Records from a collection
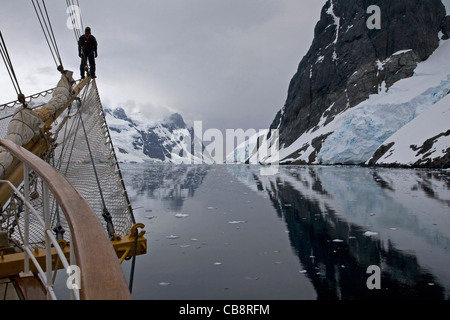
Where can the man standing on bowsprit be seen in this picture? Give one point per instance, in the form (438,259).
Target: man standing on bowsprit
(87,50)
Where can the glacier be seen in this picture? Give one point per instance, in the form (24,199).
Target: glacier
(356,133)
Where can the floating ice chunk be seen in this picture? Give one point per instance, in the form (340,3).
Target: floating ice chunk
(181,215)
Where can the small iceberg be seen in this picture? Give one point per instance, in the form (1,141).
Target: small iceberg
(181,215)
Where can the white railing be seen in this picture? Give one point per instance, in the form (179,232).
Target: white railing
(50,239)
(91,252)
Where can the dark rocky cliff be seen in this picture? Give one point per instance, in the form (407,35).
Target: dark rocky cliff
(347,61)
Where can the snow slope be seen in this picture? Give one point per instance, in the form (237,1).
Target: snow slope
(355,134)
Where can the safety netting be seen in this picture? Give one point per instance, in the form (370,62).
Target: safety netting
(80,147)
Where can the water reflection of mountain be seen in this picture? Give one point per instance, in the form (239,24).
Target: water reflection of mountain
(329,210)
(164,182)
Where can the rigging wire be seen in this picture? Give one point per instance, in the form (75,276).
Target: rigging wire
(9,66)
(106,215)
(46,26)
(75,17)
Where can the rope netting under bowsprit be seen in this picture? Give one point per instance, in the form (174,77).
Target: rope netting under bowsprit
(82,150)
(85,155)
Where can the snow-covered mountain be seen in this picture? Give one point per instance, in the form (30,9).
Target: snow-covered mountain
(137,139)
(372,96)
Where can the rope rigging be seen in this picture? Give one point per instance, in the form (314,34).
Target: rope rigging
(10,68)
(110,187)
(47,29)
(75,15)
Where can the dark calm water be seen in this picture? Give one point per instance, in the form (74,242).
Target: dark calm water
(232,232)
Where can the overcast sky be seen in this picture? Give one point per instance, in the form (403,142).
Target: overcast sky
(227,63)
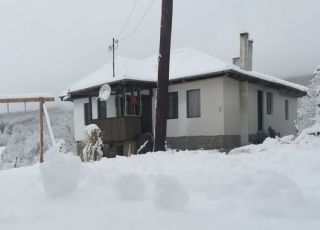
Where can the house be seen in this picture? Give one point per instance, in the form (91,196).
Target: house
(212,104)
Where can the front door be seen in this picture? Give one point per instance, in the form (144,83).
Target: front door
(146,113)
(260,110)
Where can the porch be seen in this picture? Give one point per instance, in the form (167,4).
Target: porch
(126,115)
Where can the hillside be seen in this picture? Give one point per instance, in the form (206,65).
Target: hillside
(19,133)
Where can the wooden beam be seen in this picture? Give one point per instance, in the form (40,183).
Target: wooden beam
(163,76)
(41,131)
(25,100)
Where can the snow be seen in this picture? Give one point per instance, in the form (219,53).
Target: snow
(274,185)
(184,63)
(25,95)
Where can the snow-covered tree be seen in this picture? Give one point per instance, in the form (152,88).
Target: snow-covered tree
(309,105)
(93,144)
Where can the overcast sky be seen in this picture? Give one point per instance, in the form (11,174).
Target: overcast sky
(45,45)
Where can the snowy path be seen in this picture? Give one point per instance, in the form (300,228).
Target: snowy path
(276,187)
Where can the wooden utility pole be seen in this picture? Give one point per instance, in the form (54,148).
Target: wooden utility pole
(41,131)
(113,57)
(163,76)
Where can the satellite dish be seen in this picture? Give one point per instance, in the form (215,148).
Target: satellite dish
(104,92)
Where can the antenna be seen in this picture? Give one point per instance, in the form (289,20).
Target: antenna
(112,48)
(104,92)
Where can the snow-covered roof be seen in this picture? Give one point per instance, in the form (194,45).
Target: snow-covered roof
(184,62)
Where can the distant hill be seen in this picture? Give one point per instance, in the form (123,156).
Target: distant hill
(302,80)
(19,133)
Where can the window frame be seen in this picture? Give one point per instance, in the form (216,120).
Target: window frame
(99,111)
(87,109)
(269,103)
(286,109)
(189,91)
(175,105)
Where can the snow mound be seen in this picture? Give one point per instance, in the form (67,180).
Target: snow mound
(269,143)
(169,194)
(130,187)
(60,173)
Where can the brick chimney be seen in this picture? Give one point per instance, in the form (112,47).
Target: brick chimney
(245,59)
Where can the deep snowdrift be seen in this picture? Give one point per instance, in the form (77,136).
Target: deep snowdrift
(270,186)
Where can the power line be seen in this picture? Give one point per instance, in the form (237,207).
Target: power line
(128,18)
(139,24)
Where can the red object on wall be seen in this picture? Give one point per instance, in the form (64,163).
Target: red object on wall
(134,101)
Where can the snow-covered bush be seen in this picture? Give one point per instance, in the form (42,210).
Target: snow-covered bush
(93,144)
(309,105)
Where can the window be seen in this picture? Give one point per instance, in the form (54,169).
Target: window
(87,113)
(119,106)
(173,105)
(269,103)
(102,109)
(286,109)
(193,103)
(132,105)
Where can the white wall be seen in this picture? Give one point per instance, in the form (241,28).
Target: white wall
(231,104)
(79,125)
(211,120)
(277,119)
(111,107)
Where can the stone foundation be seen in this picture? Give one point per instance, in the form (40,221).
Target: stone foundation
(203,142)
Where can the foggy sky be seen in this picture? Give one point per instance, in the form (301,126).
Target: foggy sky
(45,45)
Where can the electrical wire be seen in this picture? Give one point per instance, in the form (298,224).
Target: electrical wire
(128,18)
(139,24)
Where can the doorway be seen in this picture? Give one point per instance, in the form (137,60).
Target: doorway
(260,110)
(146,114)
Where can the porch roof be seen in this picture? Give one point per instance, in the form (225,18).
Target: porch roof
(185,64)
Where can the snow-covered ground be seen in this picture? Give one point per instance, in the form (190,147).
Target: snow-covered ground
(275,185)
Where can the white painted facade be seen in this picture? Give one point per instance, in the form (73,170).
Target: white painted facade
(220,110)
(277,119)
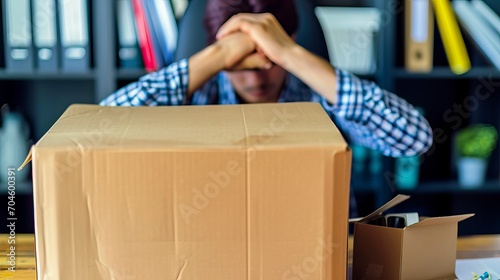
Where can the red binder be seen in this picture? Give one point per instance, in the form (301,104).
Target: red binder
(144,35)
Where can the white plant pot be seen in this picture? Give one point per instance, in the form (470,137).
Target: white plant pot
(471,172)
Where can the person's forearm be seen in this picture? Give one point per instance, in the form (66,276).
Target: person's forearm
(316,72)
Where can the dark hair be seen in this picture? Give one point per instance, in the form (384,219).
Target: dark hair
(219,11)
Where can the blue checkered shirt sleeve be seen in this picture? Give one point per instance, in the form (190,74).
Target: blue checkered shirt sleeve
(167,86)
(376,118)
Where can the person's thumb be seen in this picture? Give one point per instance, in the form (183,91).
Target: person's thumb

> [Work request]:
Your copy should match the records above word for word, but without images.

> [Answer for this exercise]:
Where can the man standing on bowsprit be seen in this picture? Give one point per instance, in the form (438,259).
Target: man standing on bowsprit
(87,50)
Where can the glacier be seen in this picture? Give one point per instance, in the form (24,199).
Target: glacier
(356,133)
Where can the floating ice chunk be seen in this picture? Give one point per instance, in the form (340,3).
Target: floating ice chunk
(181,215)
Where can the small iceberg be seen in this picture? Give one point per instance, in the form (1,141).
Target: small iceberg
(181,215)
Where can the white railing be seen in this picture? Give one point per instance, in the form (179,232).
Target: white railing
(50,239)
(91,252)
Where can the dark rocky cliff be seen in this picture? Give one point per instance, in the form (407,35).
Target: dark rocky cliff
(347,61)
Where can the snow slope be seen in this picture? Give one point per instance, in the form (237,1).
Target: snow slope
(355,134)
Where can the safety netting be seen in this picture? Give one point per instance, in the form (370,62).
Target: safety netting
(80,147)
Where can the water reflection of mountain be seen in this picture? Give one point per instance, in the form (239,24).
Target: water reflection of mountain
(329,210)
(164,182)
Where can the rigging wire be seen in this picture? Give one point per instance, in the form (75,276).
Target: rigging wire
(9,66)
(106,215)
(46,26)
(75,17)
Where can the rope netting under bowsprit be seen in this picture? Give one point per instance, in the form (174,77).
Target: rope netting under bowsprit
(82,150)
(85,155)
Where can the snow-covered mountain be seen in this picture? Give one point per instance, in the form (30,9).
Target: snow-covered mountain
(137,139)
(372,96)
Where can the rope rigging be seen in this picture? Give one point per instance, in the form (314,34).
Target: rope rigging
(10,68)
(110,187)
(47,29)
(75,15)
Where can the dark calm water be seen in this picture? Give one point per instance, in the form (74,242).
Target: dark calm water
(232,232)
Where can the overcast sky be seen in this picture? Give one point per instance, in the form (403,142).
Target: overcast sky
(227,63)
Where can the house be seen in this picture? Give one point per instance, in the form (91,196).
Target: house
(212,104)
Where can the front door be seen in this picture? Give one point per instance, in the form (144,83).
Target: front door
(146,113)
(260,110)
Where can the porch be seen in this picture? Give one point per instance, in the form (167,4).
Target: porch
(126,115)
Where can the hillside be seen in this picture? Give one point per instance, in the form (206,65).
Target: hillside
(19,133)
Where can the wooden beam be seen in this picture? Give one point per instance, in the form (40,183).
Target: wooden beam
(163,76)
(41,131)
(25,100)
Where can the snow be seen in this picture? Give one point per instance, in the form (219,53).
Target: snow
(274,185)
(184,63)
(25,95)
Where can the snow-covered tree be seen in this picture? Give one point per instance, in the form (152,88).
Target: snow-covered tree
(309,105)
(93,144)
Where can the overcast sky be seen in this picture? Give one point per instance, in the form (11,174).
Target: overcast sky
(45,45)
Where can the snowy path be seen in this picture? Give one point per instance, in the form (300,228).
Target: snowy path
(276,187)
Where can the wooden utility pole be seen in this picture? Give one point per instance, in the form (54,148).
Target: wooden utility pole
(41,131)
(113,57)
(163,76)
Where can the satellite dish be seen in this picture? Give one point per instance, in the form (215,148).
Target: satellite dish
(104,92)
Where can the antenna be seen in this picture? Give one point per instance, in the form (289,20).
Target: antenna
(112,48)
(104,92)
Where can the snow-covered roof be seen in this picture? Give one point per instance, in the form (194,45).
Target: snow-covered roof
(184,62)
Where can the distant hill be seen in this picture? Give one point per instance, in the form (123,156).
Target: distant hill
(302,80)
(19,133)
Where can the window frame be seen in this picture? Give one point per instance, in the form (216,120).
Target: window frame
(99,111)
(87,109)
(269,103)
(286,109)
(189,91)
(175,105)
Where can the snow mound be seen in this picture? Give one point per instance, in the form (67,180).
Target: snow mound
(269,143)
(169,194)
(130,187)
(60,173)
Where can the brick chimney be seen in this picture? Give one point per instance, in the form (112,47).
Target: brick chimney
(245,59)
Where can the deep snowdrift be seen in this picture? Give one point per instance, in the form (77,136).
Target: deep snowdrift
(270,186)
Where can the power line be seen in this picture? Give one point per instance, in the form (237,207).
Target: power line
(128,18)
(139,24)
Where can the red object on wall be seen in this picture? Give one point per instance, in the form (64,163).
Target: red object on wall
(134,101)
Where can the snow-covered bush be seen in this picture? Give one point per instance, in the form (42,210).
Target: snow-covered bush
(93,144)
(309,105)
Where can the window be seen in this picture? Give one point per instance, in the form (54,169).
Target: window
(87,113)
(119,106)
(173,105)
(269,103)
(102,109)
(286,109)
(193,103)
(132,105)
Where can the white wall be seen in this picture? Give one point per instance, in the form (241,28).
Target: white wall
(231,104)
(79,125)
(211,120)
(277,119)
(111,107)
Where can the stone foundation be seen in this picture? Give one point per instance, in the form (40,221).
Target: stone foundation
(203,142)
Where can the foggy sky be seen in this picture? Give one point per instance, in the form (301,126).
Target: foggy sky
(45,45)
Where can the electrical wire be seen in this picture? Give one point per instance, in the form (298,224).
Target: electrical wire
(128,18)
(139,24)
Where can the doorway be seen in this picture? Give one point per instance, in the form (137,60).
Target: doorway
(260,110)
(146,114)
Where can the porch roof be seen in this picture? Give one point per instance, in the form (225,18).
Target: porch roof
(185,64)
Where can the snow-covered ground be seen in this picture? Give one point per instance, in the form (190,147).
Target: snow-covered ground
(275,185)
Where can the white painted facade be seen in this picture? Give one point per instance, in the form (73,170).
Target: white painted facade
(220,110)
(277,119)
Where can the red binder be seen in this picture? Give one point per instance, in the form (301,104).
Target: red binder
(144,35)
Where can the white plant pot be seen in this picture? Give one point per instance, in the form (470,137).
Target: white plant pot
(471,172)
Where can the person's forearm be seen in this picture? Give one point per instance, in the form (66,276).
Target: person's forearm
(316,72)
Where can the dark hair be seen in this picture? Give one point per instance, in the form (384,219).
Target: dark hair
(219,11)
Where can the blue checkered shirt sleeve be seen in this picture? Give one point per instance, in the form (190,74).
Target: blue checkered shirt sleeve
(167,86)
(376,118)
Where can the person's thumb be seen in this picture? Give one point per instance, in the form (183,91).
Target: person's thumb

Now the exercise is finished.